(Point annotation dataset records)
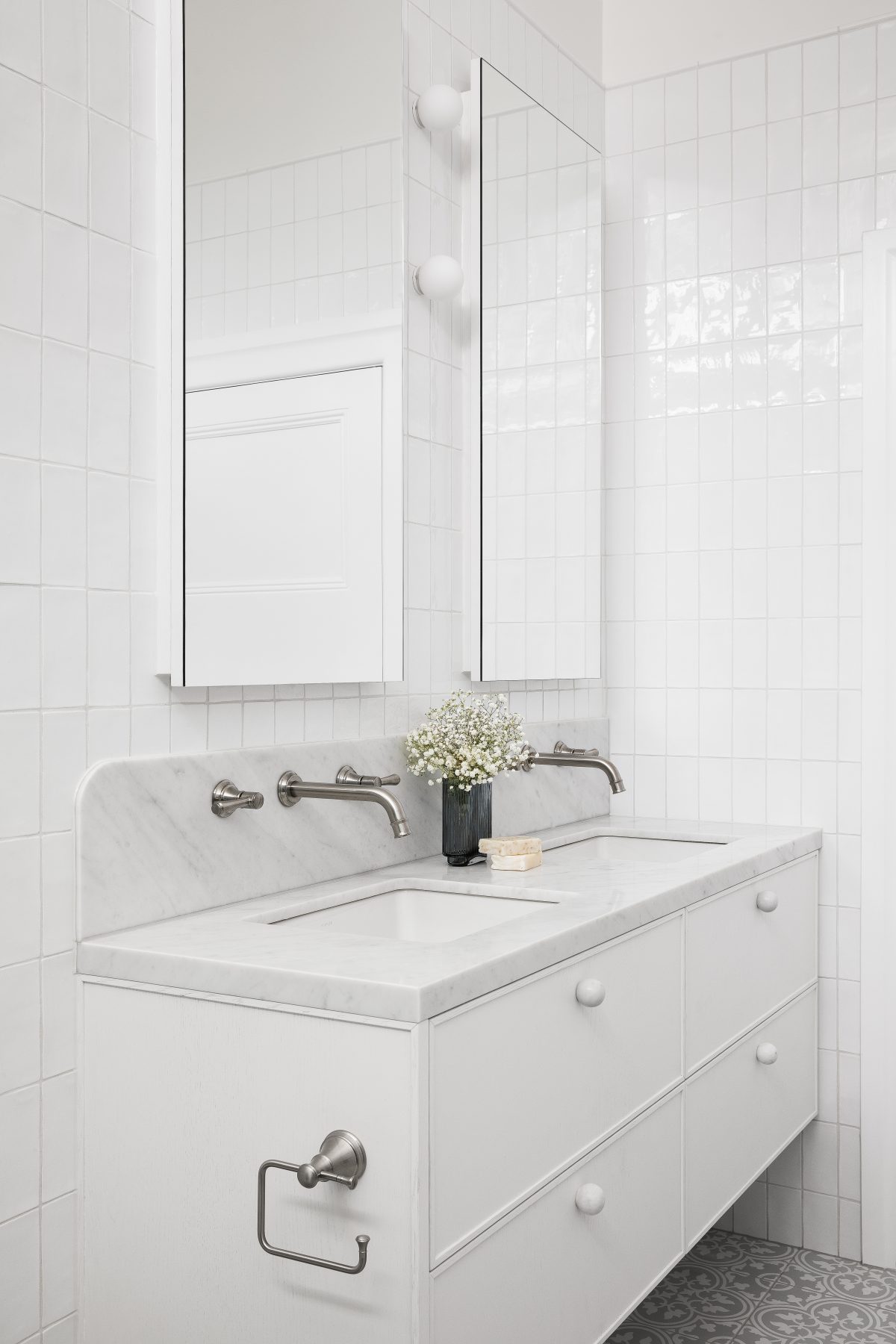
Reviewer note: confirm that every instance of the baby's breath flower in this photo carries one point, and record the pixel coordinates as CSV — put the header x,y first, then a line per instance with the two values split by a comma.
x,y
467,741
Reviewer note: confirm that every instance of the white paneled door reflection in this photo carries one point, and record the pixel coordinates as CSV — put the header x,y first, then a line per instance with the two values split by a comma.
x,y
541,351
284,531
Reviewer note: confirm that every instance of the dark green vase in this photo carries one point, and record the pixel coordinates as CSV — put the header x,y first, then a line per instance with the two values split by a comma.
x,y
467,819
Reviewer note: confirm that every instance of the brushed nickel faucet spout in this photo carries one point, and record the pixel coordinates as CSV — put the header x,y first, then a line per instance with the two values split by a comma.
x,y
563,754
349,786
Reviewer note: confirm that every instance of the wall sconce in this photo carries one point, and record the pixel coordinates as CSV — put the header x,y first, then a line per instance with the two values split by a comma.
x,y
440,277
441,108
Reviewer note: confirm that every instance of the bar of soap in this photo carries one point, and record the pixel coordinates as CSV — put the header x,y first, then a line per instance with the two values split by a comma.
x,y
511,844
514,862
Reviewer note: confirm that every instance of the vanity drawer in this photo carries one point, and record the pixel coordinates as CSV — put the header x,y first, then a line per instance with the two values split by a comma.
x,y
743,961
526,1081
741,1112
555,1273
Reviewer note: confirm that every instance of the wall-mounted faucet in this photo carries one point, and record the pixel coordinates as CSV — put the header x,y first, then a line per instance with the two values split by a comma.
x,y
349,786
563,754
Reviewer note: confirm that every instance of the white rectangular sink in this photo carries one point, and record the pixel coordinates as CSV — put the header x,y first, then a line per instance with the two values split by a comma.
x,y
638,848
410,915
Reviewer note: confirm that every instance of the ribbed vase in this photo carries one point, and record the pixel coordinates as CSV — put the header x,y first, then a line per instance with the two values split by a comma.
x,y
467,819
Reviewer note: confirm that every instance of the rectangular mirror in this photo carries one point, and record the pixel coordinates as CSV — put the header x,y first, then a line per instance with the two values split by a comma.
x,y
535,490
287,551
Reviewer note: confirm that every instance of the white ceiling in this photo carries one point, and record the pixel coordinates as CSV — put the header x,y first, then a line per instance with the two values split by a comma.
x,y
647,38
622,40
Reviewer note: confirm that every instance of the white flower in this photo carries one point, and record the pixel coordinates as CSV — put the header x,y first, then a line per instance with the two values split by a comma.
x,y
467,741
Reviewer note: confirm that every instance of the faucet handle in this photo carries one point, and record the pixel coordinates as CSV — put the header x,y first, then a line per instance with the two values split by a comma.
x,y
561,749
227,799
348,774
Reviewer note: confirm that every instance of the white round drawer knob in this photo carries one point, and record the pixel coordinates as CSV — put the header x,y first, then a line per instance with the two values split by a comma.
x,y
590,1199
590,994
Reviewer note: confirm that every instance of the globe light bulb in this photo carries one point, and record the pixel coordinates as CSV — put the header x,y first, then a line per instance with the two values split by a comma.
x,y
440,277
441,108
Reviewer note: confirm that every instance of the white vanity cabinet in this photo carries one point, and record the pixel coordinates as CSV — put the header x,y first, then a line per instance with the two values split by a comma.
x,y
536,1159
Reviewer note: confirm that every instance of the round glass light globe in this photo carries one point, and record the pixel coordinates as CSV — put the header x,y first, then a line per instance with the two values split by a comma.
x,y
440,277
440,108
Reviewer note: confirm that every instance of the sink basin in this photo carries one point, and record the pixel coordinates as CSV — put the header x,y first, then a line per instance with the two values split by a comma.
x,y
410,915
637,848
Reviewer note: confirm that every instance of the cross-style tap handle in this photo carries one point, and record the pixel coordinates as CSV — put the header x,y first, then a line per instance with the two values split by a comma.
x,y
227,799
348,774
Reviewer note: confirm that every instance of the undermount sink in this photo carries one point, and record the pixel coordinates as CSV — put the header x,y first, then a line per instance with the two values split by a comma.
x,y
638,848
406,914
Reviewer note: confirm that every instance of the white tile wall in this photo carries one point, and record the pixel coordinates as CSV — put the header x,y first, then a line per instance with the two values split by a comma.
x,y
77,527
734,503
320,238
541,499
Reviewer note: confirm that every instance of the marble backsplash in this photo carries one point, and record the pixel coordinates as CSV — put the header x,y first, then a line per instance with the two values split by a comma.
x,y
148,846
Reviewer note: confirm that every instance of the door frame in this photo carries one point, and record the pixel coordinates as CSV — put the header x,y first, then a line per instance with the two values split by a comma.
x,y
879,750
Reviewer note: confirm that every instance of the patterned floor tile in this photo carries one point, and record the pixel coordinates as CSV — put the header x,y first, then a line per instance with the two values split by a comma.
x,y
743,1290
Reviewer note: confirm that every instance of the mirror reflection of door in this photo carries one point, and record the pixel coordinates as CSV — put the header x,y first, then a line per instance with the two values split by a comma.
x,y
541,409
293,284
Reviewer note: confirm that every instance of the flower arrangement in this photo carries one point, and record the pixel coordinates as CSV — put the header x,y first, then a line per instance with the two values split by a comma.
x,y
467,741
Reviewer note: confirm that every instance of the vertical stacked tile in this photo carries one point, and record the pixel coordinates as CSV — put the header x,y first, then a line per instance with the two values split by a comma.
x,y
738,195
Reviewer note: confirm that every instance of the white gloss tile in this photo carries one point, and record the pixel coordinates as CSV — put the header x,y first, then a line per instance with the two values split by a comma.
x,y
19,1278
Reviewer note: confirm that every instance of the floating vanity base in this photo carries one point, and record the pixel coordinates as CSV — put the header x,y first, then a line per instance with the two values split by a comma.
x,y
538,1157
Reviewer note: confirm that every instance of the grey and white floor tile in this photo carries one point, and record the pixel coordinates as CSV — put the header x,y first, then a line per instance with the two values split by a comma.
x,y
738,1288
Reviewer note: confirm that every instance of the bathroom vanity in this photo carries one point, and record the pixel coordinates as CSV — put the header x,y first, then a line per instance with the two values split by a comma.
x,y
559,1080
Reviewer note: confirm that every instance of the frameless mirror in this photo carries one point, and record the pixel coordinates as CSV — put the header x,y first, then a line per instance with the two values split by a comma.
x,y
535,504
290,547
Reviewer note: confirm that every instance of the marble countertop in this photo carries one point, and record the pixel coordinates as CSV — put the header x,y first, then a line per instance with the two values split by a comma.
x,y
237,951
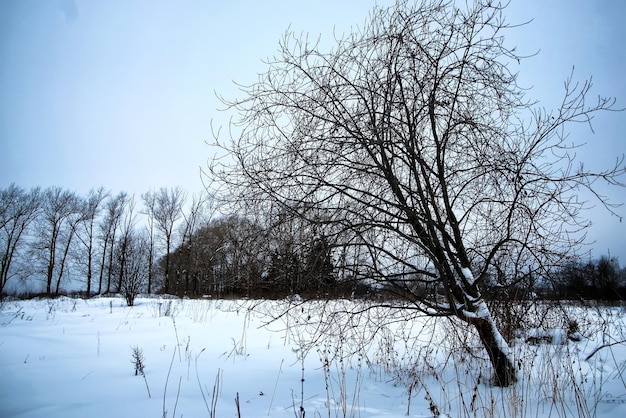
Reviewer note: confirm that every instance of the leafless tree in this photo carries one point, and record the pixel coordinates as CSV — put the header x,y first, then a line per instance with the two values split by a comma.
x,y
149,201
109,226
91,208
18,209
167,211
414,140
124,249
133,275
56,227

▸ **Objective**: Please write out all of the material above without changing a word, and omit any pictures.

▸ **Final result**:
Reviewer note: confirm that every instance of the baby's breath flower in this photo carries one point, and record the pixel coordinates as CSV — put the header x,y first, then a line per instance with the two values split by a comma.
x,y
467,741
Reviewer note: confirm that every instance of the white paneled door reflection in this photo carries one point, and record the pixel coordinates as CSV — put the header x,y first, then a line per instance with the two values split by a comma.
x,y
541,351
284,531
Reviewer note: confirm that every instance of the dark green vase in this photo carries one point, and record the pixel coordinates as CSV — put the header x,y first, then a line per instance with the two values split by a comma.
x,y
467,819
Reviewer note: confirm that every instance of the brushed nickel faucet spout in this photo carries one point, and record the pixel coordinates as CSV — put the header x,y first, then a line per instance with the two values split by a comma.
x,y
563,754
349,786
Reviewer note: confirm that every instance of the wall sconce in this photo carries one point, and record the pixel coordinates as CSV — put the header x,y first, then a line per instance with the two values split by a comma.
x,y
440,277
441,108
Reviewer note: confirm that every instance of the bar of soap in this photo carries one point, and record the pixel coordinates as CSV — put the header x,y first, then a line per instance with the two values split by a comma.
x,y
511,844
514,862
Reviewer note: confirm that every instance of the vanity drawer in this photo carries one point, and record the pixel coordinates as CSV — put the header x,y first, then a line per instance with the two values split by a comma.
x,y
743,961
526,1081
741,1112
555,1273
Reviewer note: confirm that every instance of the wall-mounted faucet in this photo carries one point, and record the pixel coordinates as CSV — put the header x,y first, then a line per instance with the two values split by a comma.
x,y
349,786
563,754
Reviewer note: confirm that every instance of the white rectangular sink in this photo carries one point, and record the pixel coordinates as CSV — put the header x,y first, then a line per instance with the two values split by a comma.
x,y
638,848
410,915
Reviewer note: confirm that every instance of the ribbed vase in this photo carries one point, and record the pixel coordinates as CSV — put the header x,y first, then a line per instance with the two values split by a comma.
x,y
467,819
Reviewer note: confirm that every instance of the rectangular mirror in this photo carries one point, and record the pixel coordinates as CSV — put the header x,y first, then a line per instance with the two values split by a comma.
x,y
535,490
287,551
Reviewer note: confirm that every instance of the white ceiling in this photo carries one point, and record the pixel coordinates as CSV — put the header x,y first, then a line per instance with the two values split by a comma.
x,y
647,38
622,40
Reviewer note: confirm that every instance of the white flower in this photo carries one point, and record the pixel coordinates as CSV — put the header x,y first, then a line per instance with the two values split by a comma.
x,y
467,741
Reviewer note: confirm that every instance of the faucet handle in this photo carries one point, and record the pixel coordinates as CSV — put the header x,y first, then a line per instance with the two values split by a comma.
x,y
561,749
227,799
348,774
Reviewer note: confirm that every instance of the white round drawer knob in this photo carries one point, and record the pixel coordinates as CSV — put the header x,y first, then a line per instance with the two values split by a comma.
x,y
590,1199
590,994
Reviewer note: confirm that every instance of the globe light bulb in this photo carries one point, and record the pixel coordinates as CSV — put the header x,y first, then a line per instance with the two values split by a comma.
x,y
440,277
441,108
Reviewer note: confirm that every instance of the white vanity cabinet in this photo carries one point, and record the pixel coordinates as CSV — put the header x,y first, then a line per instance with the two values split by a comma.
x,y
536,1159
Reviewer note: confirm that every instance of the round glass light globe in this photo carries one point, and record the pixel coordinates as CSV — put the header x,y first, then a line per instance with the two values split by a comma.
x,y
440,277
440,108
Reviewer note: confirm that every instance of the sink basin in this photo carries one point, and record the pixel coordinates as CSV — put the header x,y first, then a line per instance with the two values split by a comma.
x,y
410,915
637,848
Reviewer note: confirm that every instance of the cross-style tap handle in this photo carries one point, and record the pixel coordinates as CSV — put the header x,y first, then a line per instance with the two values split by a comma.
x,y
227,799
348,774
Reviewer note: confirm that every instance of the undermount sink in this photo carries one point, and record the pixel coordinates as CSV — put the header x,y first, then a line per instance with the two values split by a comma.
x,y
638,848
406,914
Reviewer note: confirm that every instance of the white tile wall in this photo carries one point, and record the pixel coordinates as CSV — put the header x,y first, then a line per instance with the two values split by a comma.
x,y
77,527
734,503
320,238
541,499
Reviewer note: confirm that every instance of the marble backsplash in this photo carries one point, and record the pixel coordinates as CSV — put the header x,y first, then a line per instance with the two values split by a comma.
x,y
148,846
Reviewer note: confirm that every instance of the door frame in this photo carries one point, and record the pixel coordinates as CSV — put the header x,y first, then a line per instance with the two values split by a comma.
x,y
879,750
Reviewer note: confirm that every instance of the patterned floor tile in this photo carries one point, and record the pixel coordinates as CSV — put the header x,y first, then a line per instance with the two values split by a comma.
x,y
743,1290
Reviewer note: confirm that every instance of the mirror reflection of door in this photo carries one point, and record the pixel coordinates as CSV — put the header x,y first, then a line per instance with the two values split by a comma.
x,y
541,409
293,284
Reviewer note: confirm that every instance of the flower arrangement in this photo carries one point, and record the pixel coordinates as CSV — put the header x,y first, then a line per instance with the two values split by a comma.
x,y
467,741
Reviewer note: confirm that every instance of the vertical stacked tile in this photo carries one point, and record the pixel coordinates as CSV — put the header x,y first, then a line per instance with the two values split by a comma.
x,y
738,195
Reviewer note: confirm that every instance of the white gloss tile in this photo carries one point, and record the pixel coordinates as CSV — put the header x,y first, then a line per instance with the two values split by a comma.
x,y
19,1278
Reviewer note: confirm that every instance of the floating vanity base in this photo carries one point, and record the pixel coordinates as CSV — put the header x,y first, then a line per instance with the two values split by a comma.
x,y
538,1157
Reviewer note: confirm that every instance of the grey and white floor tile in this photo carries one point, and record the pixel coordinates as CSV — put the header x,y first, then a line per instance with the two values split by a comma.
x,y
738,1288
Reviewer note: confirm that every instance of the bathroom vanity in this photo carries one point, and record the pixel coordinates as CSV — put the header x,y first, then a line per instance with the two values split by a comma.
x,y
559,1080
Reviewer note: confirm that every instance of the frameless mirror in this photo carries one point, and record the pixel coordinates as CSV — put the header x,y first, then a line per instance with the two values split by a comma.
x,y
535,504
290,547
Reviewer note: confirm that every instance of the marble countertop in this photo carries one point, and record the pixel coordinates as CSV — put the header x,y first, then a line per instance with the two values split by a comma.
x,y
237,951
Reviewer note: confirm that every instance of the leafless tree in this photo carries one point, and record the pixel coordinates as CSV — put the header x,y first, then a line per instance with the two values split by a comma.
x,y
149,201
109,226
91,208
18,209
167,211
414,140
124,249
133,275
56,227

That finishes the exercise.